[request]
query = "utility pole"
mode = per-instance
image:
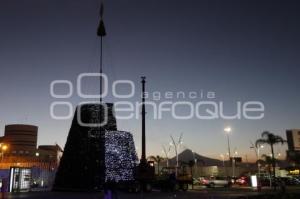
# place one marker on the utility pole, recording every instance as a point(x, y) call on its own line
point(143, 159)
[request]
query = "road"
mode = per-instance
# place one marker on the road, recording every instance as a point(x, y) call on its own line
point(191, 194)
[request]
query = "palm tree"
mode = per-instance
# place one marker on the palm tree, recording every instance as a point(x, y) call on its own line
point(157, 159)
point(270, 139)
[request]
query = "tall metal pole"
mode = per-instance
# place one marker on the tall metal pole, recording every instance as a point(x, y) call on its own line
point(143, 159)
point(101, 33)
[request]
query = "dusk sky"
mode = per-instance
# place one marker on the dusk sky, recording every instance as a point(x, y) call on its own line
point(240, 50)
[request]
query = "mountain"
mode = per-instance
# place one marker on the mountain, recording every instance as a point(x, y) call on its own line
point(187, 155)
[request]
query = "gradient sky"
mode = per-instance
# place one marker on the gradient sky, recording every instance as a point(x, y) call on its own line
point(241, 50)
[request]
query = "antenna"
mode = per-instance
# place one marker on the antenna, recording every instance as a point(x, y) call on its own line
point(101, 33)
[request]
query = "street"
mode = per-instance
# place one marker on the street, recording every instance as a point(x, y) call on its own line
point(191, 194)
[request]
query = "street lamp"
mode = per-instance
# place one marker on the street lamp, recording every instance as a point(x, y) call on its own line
point(4, 147)
point(257, 153)
point(176, 148)
point(166, 152)
point(227, 131)
point(223, 159)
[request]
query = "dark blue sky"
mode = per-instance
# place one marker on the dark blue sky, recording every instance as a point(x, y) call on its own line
point(241, 50)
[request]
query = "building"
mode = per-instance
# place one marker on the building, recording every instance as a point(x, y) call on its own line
point(21, 138)
point(293, 140)
point(25, 164)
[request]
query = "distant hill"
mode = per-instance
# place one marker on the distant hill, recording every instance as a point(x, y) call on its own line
point(187, 155)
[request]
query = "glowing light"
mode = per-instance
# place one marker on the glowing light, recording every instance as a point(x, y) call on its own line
point(120, 156)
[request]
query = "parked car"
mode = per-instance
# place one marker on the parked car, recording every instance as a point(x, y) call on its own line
point(289, 180)
point(216, 181)
point(243, 181)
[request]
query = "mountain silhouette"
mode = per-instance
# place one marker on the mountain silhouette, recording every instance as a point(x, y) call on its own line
point(188, 155)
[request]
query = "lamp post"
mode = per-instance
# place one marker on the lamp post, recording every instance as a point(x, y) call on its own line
point(257, 153)
point(176, 148)
point(223, 159)
point(166, 152)
point(3, 147)
point(227, 131)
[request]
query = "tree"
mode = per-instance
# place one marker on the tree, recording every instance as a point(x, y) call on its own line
point(157, 159)
point(270, 139)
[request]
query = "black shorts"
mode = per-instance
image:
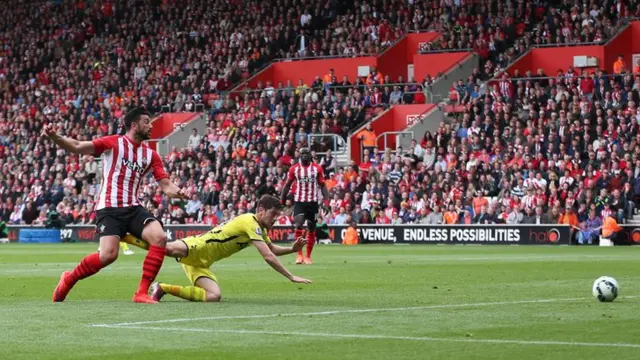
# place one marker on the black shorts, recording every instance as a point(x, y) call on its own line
point(308, 209)
point(120, 221)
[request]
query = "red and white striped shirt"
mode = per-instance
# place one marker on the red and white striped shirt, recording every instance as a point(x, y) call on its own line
point(308, 180)
point(124, 165)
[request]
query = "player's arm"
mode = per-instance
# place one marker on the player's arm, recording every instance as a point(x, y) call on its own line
point(71, 145)
point(323, 185)
point(281, 250)
point(273, 261)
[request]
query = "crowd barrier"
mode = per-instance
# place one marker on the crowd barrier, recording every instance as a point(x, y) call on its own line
point(374, 234)
point(369, 234)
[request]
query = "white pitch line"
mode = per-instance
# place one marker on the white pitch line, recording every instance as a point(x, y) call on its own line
point(387, 337)
point(346, 311)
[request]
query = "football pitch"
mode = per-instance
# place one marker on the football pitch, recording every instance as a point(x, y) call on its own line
point(366, 302)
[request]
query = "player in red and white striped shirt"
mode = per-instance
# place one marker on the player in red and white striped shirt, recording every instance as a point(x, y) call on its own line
point(309, 179)
point(126, 161)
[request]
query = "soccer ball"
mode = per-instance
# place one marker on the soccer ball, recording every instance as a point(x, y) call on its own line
point(605, 289)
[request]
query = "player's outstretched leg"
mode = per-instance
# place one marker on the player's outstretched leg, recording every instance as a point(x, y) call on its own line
point(157, 239)
point(205, 290)
point(90, 265)
point(132, 240)
point(125, 249)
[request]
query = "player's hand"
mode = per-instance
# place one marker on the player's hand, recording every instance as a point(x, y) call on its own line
point(182, 194)
point(299, 244)
point(49, 130)
point(299, 280)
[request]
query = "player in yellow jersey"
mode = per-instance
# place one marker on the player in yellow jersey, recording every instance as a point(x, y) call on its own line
point(198, 253)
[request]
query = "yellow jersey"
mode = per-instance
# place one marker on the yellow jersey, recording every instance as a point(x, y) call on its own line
point(224, 240)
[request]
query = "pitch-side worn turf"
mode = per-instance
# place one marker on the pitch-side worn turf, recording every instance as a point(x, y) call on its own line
point(366, 302)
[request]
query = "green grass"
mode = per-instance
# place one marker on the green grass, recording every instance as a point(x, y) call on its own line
point(450, 302)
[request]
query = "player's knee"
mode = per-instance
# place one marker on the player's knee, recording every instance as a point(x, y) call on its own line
point(177, 249)
point(109, 254)
point(299, 221)
point(213, 297)
point(157, 238)
point(311, 226)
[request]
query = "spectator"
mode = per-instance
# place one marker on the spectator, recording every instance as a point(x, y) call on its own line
point(194, 139)
point(590, 229)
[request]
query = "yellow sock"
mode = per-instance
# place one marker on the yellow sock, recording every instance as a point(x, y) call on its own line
point(191, 293)
point(130, 239)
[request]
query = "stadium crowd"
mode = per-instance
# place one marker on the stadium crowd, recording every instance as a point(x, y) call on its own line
point(515, 144)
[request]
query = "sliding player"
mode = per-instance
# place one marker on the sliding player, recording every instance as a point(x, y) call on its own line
point(309, 179)
point(198, 253)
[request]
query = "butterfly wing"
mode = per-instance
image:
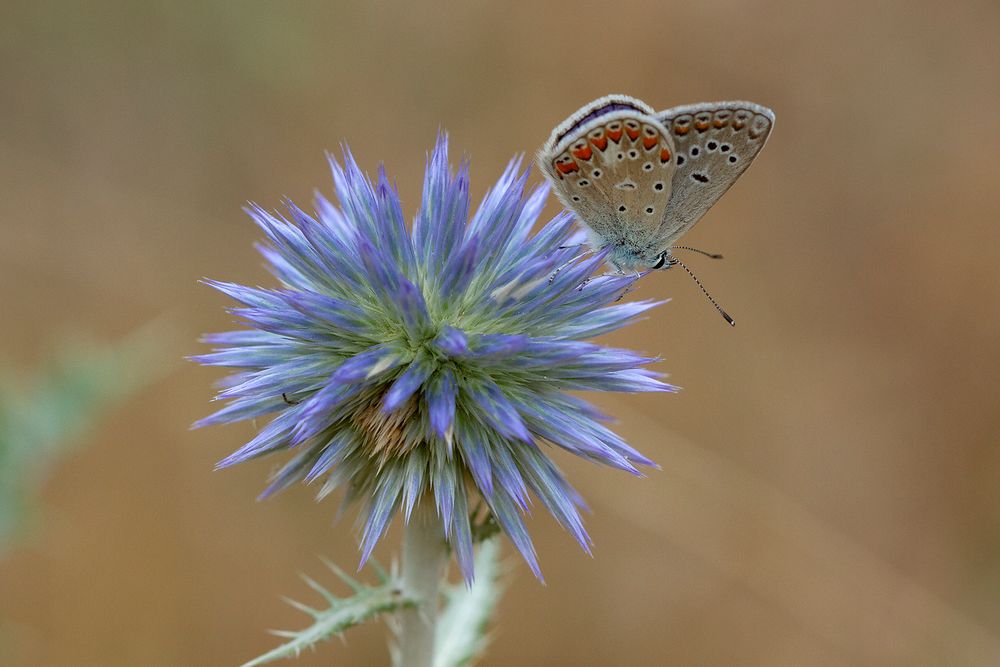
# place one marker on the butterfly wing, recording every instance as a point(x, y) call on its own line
point(715, 142)
point(612, 164)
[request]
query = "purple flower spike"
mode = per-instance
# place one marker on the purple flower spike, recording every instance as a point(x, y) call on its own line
point(433, 360)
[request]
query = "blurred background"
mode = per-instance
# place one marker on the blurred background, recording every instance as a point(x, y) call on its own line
point(830, 492)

BRIEF:
The entries above should be given again exactly, minus any pictures.

EXERCISE RESPONSE:
[request]
query = "utility pole"
mode = per-instance
image:
# place one marker on the utility pole, recording every instance as a point(x, y) call on its own line
point(143, 159)
[request]
query = "road"
mode = per-instance
# place one marker on the road, recording every instance as a point(x, y) call on its own line
point(191, 194)
[request]
query = "palm tree"
mode = per-instance
# place one marker on the palm tree, recording every instance as a point(x, y) call on its own line
point(157, 159)
point(270, 139)
[request]
query = "tall metal pole"
mode = per-instance
# place one marker on the tall metal pole, recording every instance as a point(x, y) call on its own line
point(143, 159)
point(101, 33)
[request]
query = "dusk sky"
mode = per-instance
# place one marker on the dusk sky, recording every instance as a point(x, y) call on its own line
point(240, 50)
[request]
query = "mountain"
mode = per-instance
# place one marker on the mountain, recording every instance as a point(x, y) call on its own line
point(187, 155)
[request]
query = "gradient sky"
mode = per-instance
# place one marker on the gradient sky, recording every instance as a point(x, y) call on its own line
point(241, 50)
[request]
query = "antenna"
mode = per-instance
# place one marker on the antenna, recording every instance as a point(x, y) call on its own line
point(101, 33)
[request]
query = "street"
mode = per-instance
# place one marker on the street, recording every instance as a point(x, y) call on its own line
point(191, 194)
[request]
query = "street lamp"
mode = per-instance
# place one marker on the street lamp, recording every instance as a point(x, y) call on its own line
point(4, 147)
point(257, 153)
point(176, 148)
point(166, 152)
point(227, 131)
point(223, 159)
[request]
query = "dark blue sky"
mode = per-instance
# place one marker on the dark blue sky, recording every instance as a point(x, y) call on its own line
point(241, 50)
[request]
query = "building"
mode = per-instance
# place one marker on the building, recording every instance as a point(x, y) call on its own line
point(21, 138)
point(293, 140)
point(25, 164)
[request]
query = "distant hill"
mode = per-instance
# place one marker on the distant hill, recording every instance as a point(x, y) call on its own line
point(187, 155)
[request]
query = "glowing light"
mode = per-instance
# place one marker on the glowing light, recording every instance as a point(x, y) call on its own line
point(120, 156)
[request]
query = "parked car"
mode = per-instance
# place one marker on the parked car, recording every instance as a point(x, y) call on its own line
point(289, 180)
point(216, 181)
point(243, 181)
[request]
query = "mountain silhouette"
mode = per-instance
# place one marker on the mountain silhouette, recording every instance as a point(x, y) call on its own line
point(188, 155)
[request]
query = "lamp post"
mode = per-instance
# place one marker on the lamp post, recording every instance as a point(x, y) call on its own line
point(257, 153)
point(176, 148)
point(223, 159)
point(166, 152)
point(3, 147)
point(227, 131)
[request]
query = "tree"
mode = per-instance
# place one marker on the tree, recording every instance as a point(x, y) call on its own line
point(157, 159)
point(270, 139)
[request]
query = "black shorts"
mode = per-instance
image:
# place one marker on the black shorts, recording every instance as a point(x, y) call on its own line
point(308, 209)
point(120, 221)
[request]
query = "red and white striped shirt"
mode = per-instance
# place one marker on the red and white striped shirt, recording every instance as a point(x, y) call on its own line
point(308, 180)
point(124, 165)
[request]
query = "player's arm"
mode = per-instance
# place one marker on the player's arm, recording every instance as a point(x, y) call on its own line
point(71, 145)
point(323, 185)
point(281, 250)
point(273, 261)
[request]
query = "crowd barrier"
mode = per-instance
# place one marker on the crowd barrier, recording every instance as a point(x, y) call on its own line
point(374, 234)
point(369, 234)
[request]
query = "white pitch line"
mode = per-instance
# place one marker on the white pitch line, recording every instance as a point(x, y) call on its own line
point(387, 337)
point(346, 311)
[request]
query = "football pitch"
mode = per-instance
# place one marker on the football pitch, recording every instance as a point(x, y) call on its own line
point(366, 302)
[request]
query = "player in red and white striped shirt"
mode = per-instance
# place one marker on the player in red and white striped shirt, recording every instance as a point(x, y) call on its own line
point(309, 179)
point(126, 161)
[request]
query = "soccer ball"
mode = per-instance
# place one marker on the soccer ball, recording every instance as a point(x, y) call on its own line
point(605, 289)
[request]
query = "player's outstretched leg"
mode = per-instance
# place one marker on the player's outstretched leg, recording every instance as a point(x, y) call on its own line
point(157, 239)
point(205, 290)
point(90, 265)
point(132, 240)
point(125, 249)
[request]
query = "player's hand"
mode = per-instance
# place one marker on the player's hand, recording every instance as a point(x, y) call on its own line
point(182, 194)
point(299, 244)
point(49, 130)
point(299, 280)
[request]
query = "player in yellow jersey"
mode = per-instance
# place one marker on the player in yellow jersey, recording every instance as a point(x, y) call on its own line
point(198, 253)
[request]
query = "yellow jersey"
mode = per-instance
# place one marker on the yellow jersey, recording every instance as a point(x, y) call on its own line
point(224, 240)
[request]
query = "pitch-side worn turf"
mode = per-instance
# place one marker on the pitch-side worn turf, recording every instance as a point(x, y) call on its own line
point(366, 302)
[request]
query = "green grass"
mode = per-instance
# place one marker on the green grass, recording every instance as a point(x, y) call on its own line
point(450, 302)
[request]
query = "player's knee"
mode = per-instance
# place one marker on the player's knee, recording every instance as a point(x, y) call on its own line
point(177, 249)
point(109, 254)
point(299, 221)
point(213, 297)
point(157, 238)
point(311, 226)
[request]
query = "spectator"
mode = per-instance
# place one marker on the spectator, recording every instance as a point(x, y) call on its own line
point(194, 139)
point(590, 229)
[request]
query = "yellow sock"
mode = per-instance
# place one marker on the yellow sock, recording every instance as a point(x, y) call on its own line
point(191, 293)
point(130, 239)
[request]
query = "stadium crowd"
mode = per-instance
# place one marker on the stadium crowd, recording every instance as a point(x, y) call on its own line
point(515, 144)
[request]
query = "sliding player"
mode = per-instance
# place one marker on the sliding player, recording every instance as a point(x, y) call on its own line
point(309, 179)
point(198, 253)
[request]
query = "butterfly wing"
mode = per-instance
image:
# place one marker on the butterfly wing, recording every instance as a point(x, y) call on its own line
point(715, 142)
point(612, 164)
[request]
query = "purple flower spike"
mode = per-instance
# place one marker on the purple flower spike, recording every instance as a point(x, y) call on its own line
point(433, 360)
[request]
query = "blurred background"
mode = per-instance
# place one marker on the blurred background, recording every instance as a point(x, y) call on its own line
point(830, 492)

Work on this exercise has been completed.